The complexity of gene-phenotype effects in human is highlighted by variable penetrance of JAG1 mutation (e.g. G274D missense mutation) and phenotypic expression, as demonstrated by differences in the degree of glycosylation, protein trafficking and cell-surface protein expression given the same mutation (Lu et al., 2003). This heterogeneity is reminiscent of the variable effects of NOTCH1 in the pathogenesis of bicuspid aortic valve and other cardiovascular anomalies (Garg et al., 2005), and epigenetic factors such as intracardiac fluid forces may be important contributors that couple with transcription factors to affect cardiogenesis and valve development (Hove et al., 2003; Lee et al., 2006; Vermot et al., 2009).

3.2. Aortic valve dysmorphology, bicuspid aortic valve and calcification

Anomalies of the aortic valve can be classified based on size, shape, the number of valve leaflets, cuspal inequality, nature of commissures (e.g. unicomissural, acquired fusion), and location of a false raphé if present (Perloff, 2003; Ward, 2000). Unicuspid, quadricuspid and six-cuspid aortic valves occur rarely (Perloff, 2003), and associated mutations have not been reported, unlike bicuspid aortic valves resulting from impaired Notch1 signaling (Garg et al., 2005). Unicuspid and bicuspid aortic valves often prematurely develop valve calcification at least two decades earlier than their normal trileaflet counterpart (Pachulski and Chan, 1993). Although maldistribution of mechanical stress contributes to the fibrocalcific process, additional factors apart from biomechanical forces including inflammatory and profibrotic processes direct the differentiation of valve fibroblasts into myofibroblasts and osteoblasts that promote osteogenesis (Dweck et al., 2012; Rajamannan et al., 2003).

....................

- Exercise
Extend the passage on aortic valve dysmorphology and calcification, starting after its final sentence. The material that follows has nothing to do with this passage.

....................

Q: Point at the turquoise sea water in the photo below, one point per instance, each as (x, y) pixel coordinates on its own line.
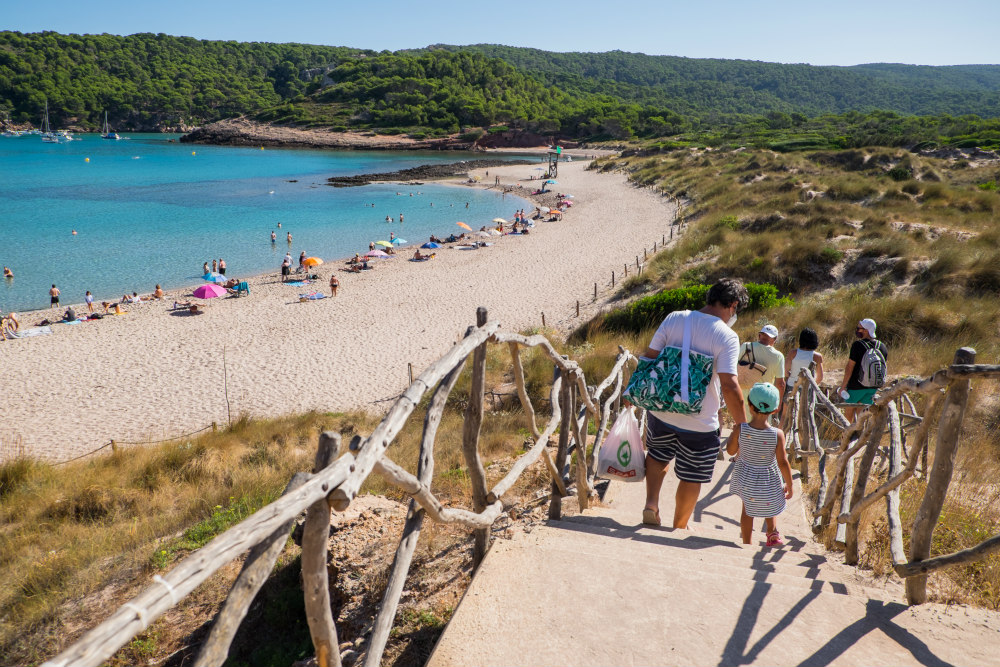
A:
(148, 211)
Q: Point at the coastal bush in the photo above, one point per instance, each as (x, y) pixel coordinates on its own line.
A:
(649, 311)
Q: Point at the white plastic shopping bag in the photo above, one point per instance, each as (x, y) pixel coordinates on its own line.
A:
(622, 456)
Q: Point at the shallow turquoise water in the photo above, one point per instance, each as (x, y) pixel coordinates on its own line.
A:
(148, 211)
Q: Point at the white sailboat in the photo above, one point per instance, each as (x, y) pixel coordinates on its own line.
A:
(106, 132)
(48, 136)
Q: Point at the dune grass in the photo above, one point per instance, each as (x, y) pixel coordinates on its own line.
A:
(907, 240)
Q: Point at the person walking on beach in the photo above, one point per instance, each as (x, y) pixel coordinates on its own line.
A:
(865, 370)
(694, 439)
(762, 477)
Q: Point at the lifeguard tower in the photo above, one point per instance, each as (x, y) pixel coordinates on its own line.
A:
(554, 155)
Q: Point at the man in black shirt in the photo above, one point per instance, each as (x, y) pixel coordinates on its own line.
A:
(859, 369)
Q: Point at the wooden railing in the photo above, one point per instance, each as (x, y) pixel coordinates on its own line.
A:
(893, 415)
(338, 475)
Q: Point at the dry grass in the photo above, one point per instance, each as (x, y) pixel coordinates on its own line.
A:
(97, 529)
(907, 240)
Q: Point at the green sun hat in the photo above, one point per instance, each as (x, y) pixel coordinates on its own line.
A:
(765, 397)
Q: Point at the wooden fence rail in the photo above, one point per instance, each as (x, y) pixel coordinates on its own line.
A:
(338, 475)
(892, 412)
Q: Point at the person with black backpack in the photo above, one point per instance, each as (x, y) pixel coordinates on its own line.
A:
(866, 368)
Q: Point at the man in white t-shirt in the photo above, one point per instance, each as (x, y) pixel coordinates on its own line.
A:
(693, 440)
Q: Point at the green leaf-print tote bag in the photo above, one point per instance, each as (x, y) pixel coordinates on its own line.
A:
(676, 381)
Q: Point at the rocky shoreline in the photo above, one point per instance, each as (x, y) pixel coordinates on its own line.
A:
(423, 172)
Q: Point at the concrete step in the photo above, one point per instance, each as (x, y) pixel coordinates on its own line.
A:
(650, 547)
(540, 602)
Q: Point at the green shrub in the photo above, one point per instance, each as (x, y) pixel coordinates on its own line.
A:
(651, 310)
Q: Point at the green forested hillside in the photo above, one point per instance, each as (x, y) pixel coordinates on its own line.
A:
(153, 81)
(706, 87)
(146, 75)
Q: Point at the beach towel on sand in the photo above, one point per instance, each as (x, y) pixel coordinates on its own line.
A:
(34, 331)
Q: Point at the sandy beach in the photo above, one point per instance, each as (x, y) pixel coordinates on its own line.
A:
(151, 374)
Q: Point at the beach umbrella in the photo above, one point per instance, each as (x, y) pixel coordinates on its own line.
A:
(209, 291)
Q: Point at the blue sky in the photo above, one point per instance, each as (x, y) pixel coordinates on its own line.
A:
(848, 32)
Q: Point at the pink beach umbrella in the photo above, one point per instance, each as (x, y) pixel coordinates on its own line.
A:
(209, 291)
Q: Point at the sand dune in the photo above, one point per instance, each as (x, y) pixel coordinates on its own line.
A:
(150, 374)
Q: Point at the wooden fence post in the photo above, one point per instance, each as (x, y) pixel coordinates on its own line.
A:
(315, 577)
(470, 441)
(881, 416)
(949, 427)
(565, 402)
(259, 563)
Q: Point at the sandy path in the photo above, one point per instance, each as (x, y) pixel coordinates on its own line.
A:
(150, 374)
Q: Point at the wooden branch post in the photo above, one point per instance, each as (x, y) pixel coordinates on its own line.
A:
(259, 563)
(470, 441)
(315, 577)
(414, 522)
(896, 549)
(949, 427)
(555, 505)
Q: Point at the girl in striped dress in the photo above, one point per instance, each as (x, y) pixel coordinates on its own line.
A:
(762, 477)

....................

- Reply to the task
Maldistribution of shear stress on valve cusps is thought to promote calcification of the aortic valve seen in unicuspid, bicuspid, and tricuspid aortic valve with cuspal inequality (Perloff, 2003). Bicuspid aortic valve is found in 1–2% of the general population in the United States, with a slight male predominance reported in some studies (Roberts et al., 2012; Ward, 2000). Maldistribution of diastolic force among valve cusps and sinus attachment is thought also to promote ascending aortic dilatation or aneurysm (Burks et al., 1998; Perloff, 2003; Roberts, 1970). However, it remains unclear whether these aortic manifestations are genetically determined or represent a byproduct of mechanical stress, given that aortic dilatation is indistinct among regurgitant, stenotic and functionally normal bicuspid aortic valves (Hahn et al., 1992). Emerging evidence supports increased proteolytic activity in the aortic valve and adjacent areas including the aorta that may enhance the remodeling processes (Aikawa et al., 2007b).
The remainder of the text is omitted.